▶ [Source records]:

Begin

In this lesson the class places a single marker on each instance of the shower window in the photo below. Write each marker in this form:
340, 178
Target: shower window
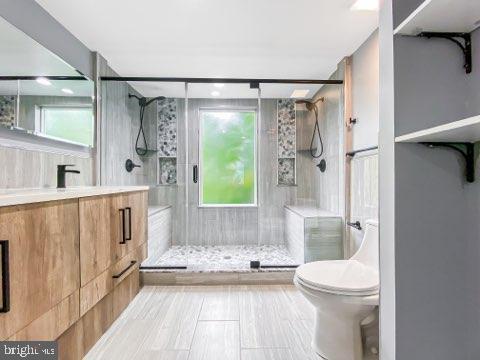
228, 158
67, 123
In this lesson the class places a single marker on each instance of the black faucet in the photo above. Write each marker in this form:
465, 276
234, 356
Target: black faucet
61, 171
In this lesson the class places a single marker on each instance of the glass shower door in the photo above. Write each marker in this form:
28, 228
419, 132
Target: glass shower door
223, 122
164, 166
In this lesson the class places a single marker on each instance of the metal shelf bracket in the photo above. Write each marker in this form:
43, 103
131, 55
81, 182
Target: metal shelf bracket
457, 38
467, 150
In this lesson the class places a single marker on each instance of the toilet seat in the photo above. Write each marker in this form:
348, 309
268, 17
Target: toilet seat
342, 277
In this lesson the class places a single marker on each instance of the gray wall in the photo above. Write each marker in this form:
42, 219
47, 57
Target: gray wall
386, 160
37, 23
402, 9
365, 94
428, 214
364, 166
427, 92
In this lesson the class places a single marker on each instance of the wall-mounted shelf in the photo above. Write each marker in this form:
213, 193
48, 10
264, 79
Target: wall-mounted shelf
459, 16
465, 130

End
Begin

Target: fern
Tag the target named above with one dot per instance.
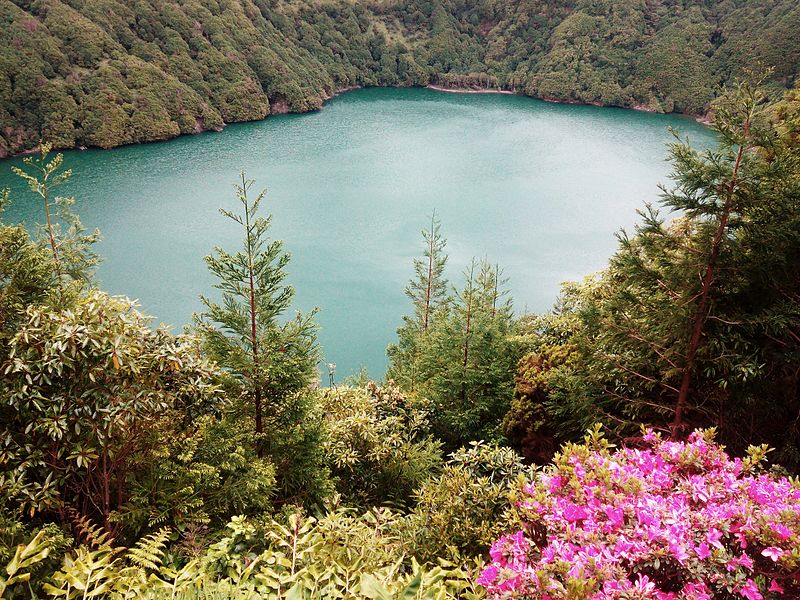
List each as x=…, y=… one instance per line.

End
Begin

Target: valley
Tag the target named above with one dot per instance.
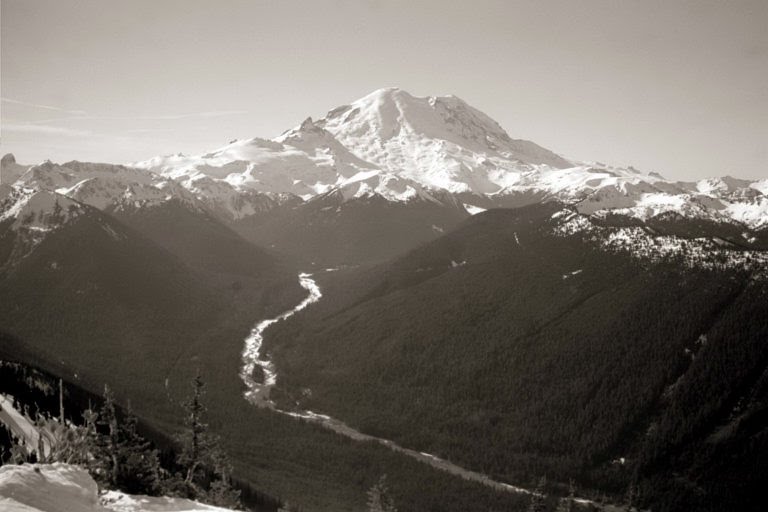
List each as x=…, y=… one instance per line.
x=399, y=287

End

Can you set out the stretch of lines above, from the line containing "Target: valley" through the line containing "x=399, y=287", as a numbered list, with blank lines dropped and the pictures left out?

▶ [Problem solution]:
1. Target: valley
2. Tag the target named above with one dot per instance.
3. List each as x=…, y=… one instance per line.
4. x=399, y=287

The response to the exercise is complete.